**Region pointing data:**
/---

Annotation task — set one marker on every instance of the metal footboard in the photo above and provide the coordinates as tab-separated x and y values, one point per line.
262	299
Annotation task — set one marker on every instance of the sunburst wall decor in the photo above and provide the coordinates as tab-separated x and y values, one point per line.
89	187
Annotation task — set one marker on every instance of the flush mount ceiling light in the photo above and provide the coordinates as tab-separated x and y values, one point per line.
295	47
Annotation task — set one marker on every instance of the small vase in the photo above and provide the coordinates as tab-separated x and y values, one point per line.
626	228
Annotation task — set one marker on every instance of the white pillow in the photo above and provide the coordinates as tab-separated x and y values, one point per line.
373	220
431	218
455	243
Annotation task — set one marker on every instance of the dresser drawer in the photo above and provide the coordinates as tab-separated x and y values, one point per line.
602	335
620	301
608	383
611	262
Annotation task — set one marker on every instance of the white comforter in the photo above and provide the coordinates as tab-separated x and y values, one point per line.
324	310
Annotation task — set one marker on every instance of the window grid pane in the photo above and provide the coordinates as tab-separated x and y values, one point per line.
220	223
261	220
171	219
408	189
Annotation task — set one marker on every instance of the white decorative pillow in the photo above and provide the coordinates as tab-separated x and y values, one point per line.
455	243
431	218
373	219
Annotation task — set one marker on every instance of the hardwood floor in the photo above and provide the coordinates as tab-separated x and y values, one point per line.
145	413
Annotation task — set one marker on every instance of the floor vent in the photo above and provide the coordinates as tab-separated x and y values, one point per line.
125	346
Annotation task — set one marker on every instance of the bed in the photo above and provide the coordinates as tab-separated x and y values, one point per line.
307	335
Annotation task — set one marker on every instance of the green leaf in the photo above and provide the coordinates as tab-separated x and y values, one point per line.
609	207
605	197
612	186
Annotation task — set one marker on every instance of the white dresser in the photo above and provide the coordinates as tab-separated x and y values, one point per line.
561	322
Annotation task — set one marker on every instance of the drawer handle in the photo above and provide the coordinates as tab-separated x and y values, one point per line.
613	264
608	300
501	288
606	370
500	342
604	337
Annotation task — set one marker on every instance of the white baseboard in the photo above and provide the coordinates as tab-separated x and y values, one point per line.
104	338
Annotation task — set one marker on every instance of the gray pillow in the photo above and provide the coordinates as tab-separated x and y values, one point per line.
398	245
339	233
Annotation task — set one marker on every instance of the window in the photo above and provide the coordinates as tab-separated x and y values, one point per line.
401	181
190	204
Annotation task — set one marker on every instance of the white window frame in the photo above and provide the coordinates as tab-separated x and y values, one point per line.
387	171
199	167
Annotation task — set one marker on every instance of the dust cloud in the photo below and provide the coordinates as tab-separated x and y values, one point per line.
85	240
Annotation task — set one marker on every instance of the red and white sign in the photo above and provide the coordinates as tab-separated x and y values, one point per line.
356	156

\---

Each entry above must be repeated exactly, with nothing dropped.

Annotation task — set one marker on every instance of the metal footboard in the photo above and provide the coordinates as tab-separated x and y values, one point per line.
262	299
Annotation task — set one marker on every instance of the sunburst wall decor in the photo above and provide the coordinates as tab-separated x and y values, one point per line.
89	187
Annotation task — set one marker on every instance of the flush mount ceiling light in the photo above and provide the coordinates as tab-separated x and y values, one point per line.
295	47
Annotation task — set one marker on every instance of the small vase in the photo above and provide the coordinates as tab-separated x and y values, one point per line.
626	228
Annotation task — set one marker on every instance of the white pillow in the photo above and provide the coordinates as tab-separated x and y values, one point per line.
373	220
431	218
455	243
Annotation task — set one marker on every instance of the dresser drawer in the photo above and provide the coordinates as tab-separated x and y values, one point per line.
602	335
620	301
608	383
611	262
Annotation task — set one marker on every instance of the white comforter in the photo above and provide the coordinates as tab-separated x and y values, one point per line.
324	310
Annotation task — set one marker on every instance of the window grid pane in the photo above and provide the coordinates as tab-separated x and y values, one point per line.
220	223
261	220
171	219
408	189
Annotation task — set one marker on every instance of the white decorative pillow in the photo above and provide the coordinates as tab-separated x and y values, one point per line.
455	243
431	218
373	219
Annotation task — set one marker on every instance of the hardwood floor in the photo above and provide the coordinates as tab-separated x and y values, one point per line.
145	413
Annotation task — set one marker on every instance of the floor vent in the photo above and provide the coordinates as tab-separated x and y values, one point per line.
125	346
Annotation task — set one marker on every instance of the bed in the photo above and provide the coordinates as tab-separated x and y values, one point per line.
307	335
Annotation task — set one marker on every instance of the green leaf in the photo above and provide the coordinates as tab-separated x and y values, one point per line.
609	207
605	197
612	186
Annotation task — set one marker on every instance of the white dresser in the photo above and provide the coordinates as tab-separated x and y values, one point per line.
561	322
Annotation task — set one marker on every instance of the drawer handle in the photo above and provide the coordinates as tab-separated x and y values, one point per line.
613	264
608	300
501	288
606	370
500	342
604	337
Annotation task — set one marker on every instance of the white baseboard in the photo above and provide the coordinates as tab-separated x and y values, one point per line.
104	338
Annotation task — set one marker on every instance of the gray pillow in the photo above and provide the coordinates as tab-separated x and y values, one point per line.
398	245
339	233
Annotation task — set one marker on every instance of the window in the photo above and provide the coordinates as tab-separated x and y values, one point per line.
401	181
190	204
Annotation task — set one marker on every instance of the white window frame in the photo above and provide the coordinates as tab-separated x and y values, one point per line.
387	171
199	167
Annotation task — set one marker on every instance of the dust cloud in the photo below and provide the coordinates as tab-separated x and y values, one point per line.
85	240
Annotation task — set one marker on every instance of the red and white sign in the photo above and provide the coordinates as tab-separated x and y values, one point per line.
356	156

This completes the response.